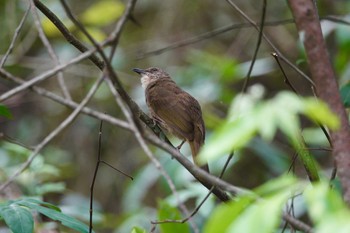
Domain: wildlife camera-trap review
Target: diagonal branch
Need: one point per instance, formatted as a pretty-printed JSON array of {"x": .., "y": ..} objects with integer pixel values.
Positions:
[
  {"x": 307, "y": 22},
  {"x": 53, "y": 134}
]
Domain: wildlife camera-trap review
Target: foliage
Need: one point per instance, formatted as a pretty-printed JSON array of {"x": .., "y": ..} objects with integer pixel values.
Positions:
[
  {"x": 250, "y": 115},
  {"x": 18, "y": 217},
  {"x": 262, "y": 212},
  {"x": 4, "y": 111},
  {"x": 264, "y": 133}
]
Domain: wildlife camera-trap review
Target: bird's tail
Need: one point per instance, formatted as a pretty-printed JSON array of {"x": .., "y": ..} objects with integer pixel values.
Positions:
[{"x": 195, "y": 147}]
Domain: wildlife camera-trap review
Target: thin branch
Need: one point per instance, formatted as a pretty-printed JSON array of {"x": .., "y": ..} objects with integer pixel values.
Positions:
[
  {"x": 53, "y": 134},
  {"x": 147, "y": 151},
  {"x": 246, "y": 17},
  {"x": 307, "y": 21},
  {"x": 67, "y": 34},
  {"x": 14, "y": 141},
  {"x": 261, "y": 27},
  {"x": 16, "y": 34},
  {"x": 201, "y": 203},
  {"x": 216, "y": 181},
  {"x": 45, "y": 75},
  {"x": 208, "y": 35},
  {"x": 69, "y": 103},
  {"x": 50, "y": 49},
  {"x": 99, "y": 160},
  {"x": 224, "y": 29}
]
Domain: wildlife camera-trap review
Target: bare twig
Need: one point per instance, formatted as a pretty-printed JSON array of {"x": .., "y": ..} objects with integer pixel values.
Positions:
[
  {"x": 45, "y": 75},
  {"x": 99, "y": 160},
  {"x": 14, "y": 141},
  {"x": 148, "y": 152},
  {"x": 200, "y": 204},
  {"x": 50, "y": 50},
  {"x": 69, "y": 103},
  {"x": 53, "y": 134},
  {"x": 67, "y": 34},
  {"x": 207, "y": 35},
  {"x": 307, "y": 21},
  {"x": 261, "y": 27},
  {"x": 12, "y": 44},
  {"x": 224, "y": 29},
  {"x": 269, "y": 42}
]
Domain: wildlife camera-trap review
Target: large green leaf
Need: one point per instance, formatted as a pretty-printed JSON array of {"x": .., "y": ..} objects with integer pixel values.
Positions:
[
  {"x": 249, "y": 116},
  {"x": 4, "y": 111},
  {"x": 103, "y": 12},
  {"x": 167, "y": 212},
  {"x": 248, "y": 213},
  {"x": 327, "y": 209},
  {"x": 138, "y": 230},
  {"x": 54, "y": 213},
  {"x": 18, "y": 218}
]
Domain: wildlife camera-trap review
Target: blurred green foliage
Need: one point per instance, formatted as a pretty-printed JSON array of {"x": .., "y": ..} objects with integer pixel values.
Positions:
[{"x": 213, "y": 71}]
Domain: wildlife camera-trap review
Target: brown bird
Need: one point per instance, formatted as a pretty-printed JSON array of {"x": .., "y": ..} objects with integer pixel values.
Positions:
[{"x": 173, "y": 109}]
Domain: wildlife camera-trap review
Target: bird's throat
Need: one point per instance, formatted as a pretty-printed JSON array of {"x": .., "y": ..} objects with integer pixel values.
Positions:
[{"x": 145, "y": 81}]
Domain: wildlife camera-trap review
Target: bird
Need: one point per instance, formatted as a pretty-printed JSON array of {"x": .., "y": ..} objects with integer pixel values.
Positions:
[{"x": 175, "y": 110}]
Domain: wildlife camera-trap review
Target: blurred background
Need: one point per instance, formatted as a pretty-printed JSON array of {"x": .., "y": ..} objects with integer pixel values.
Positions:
[{"x": 212, "y": 68}]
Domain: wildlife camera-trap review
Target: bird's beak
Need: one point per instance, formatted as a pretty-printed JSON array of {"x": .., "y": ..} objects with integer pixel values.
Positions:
[{"x": 139, "y": 71}]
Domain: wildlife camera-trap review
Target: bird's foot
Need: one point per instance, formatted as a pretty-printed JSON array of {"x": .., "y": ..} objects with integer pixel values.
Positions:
[{"x": 179, "y": 146}]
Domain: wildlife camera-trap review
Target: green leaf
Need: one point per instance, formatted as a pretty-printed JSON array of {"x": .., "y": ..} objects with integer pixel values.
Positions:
[
  {"x": 18, "y": 218},
  {"x": 167, "y": 212},
  {"x": 255, "y": 218},
  {"x": 225, "y": 214},
  {"x": 249, "y": 115},
  {"x": 320, "y": 113},
  {"x": 53, "y": 213},
  {"x": 4, "y": 111},
  {"x": 345, "y": 95},
  {"x": 248, "y": 213},
  {"x": 103, "y": 12},
  {"x": 276, "y": 185},
  {"x": 327, "y": 209},
  {"x": 138, "y": 230}
]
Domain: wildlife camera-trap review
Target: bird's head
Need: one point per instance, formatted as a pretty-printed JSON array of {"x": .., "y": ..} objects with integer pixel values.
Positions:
[{"x": 150, "y": 75}]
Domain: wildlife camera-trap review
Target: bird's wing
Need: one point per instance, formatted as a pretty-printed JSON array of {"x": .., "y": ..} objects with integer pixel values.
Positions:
[{"x": 177, "y": 110}]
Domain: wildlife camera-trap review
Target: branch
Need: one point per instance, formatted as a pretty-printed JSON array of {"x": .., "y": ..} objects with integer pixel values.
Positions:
[
  {"x": 66, "y": 33},
  {"x": 68, "y": 103},
  {"x": 307, "y": 21},
  {"x": 53, "y": 134},
  {"x": 50, "y": 50}
]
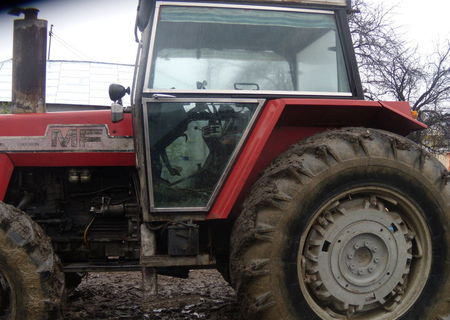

****************************************

- [WORK INSTRUCTIONS]: Please tally the lines in the records above that contain the string "leaf", treating uppercase and lowercase as different, and reply with only the number.

- [SOLUTION TO THIS EXERCISE]: 2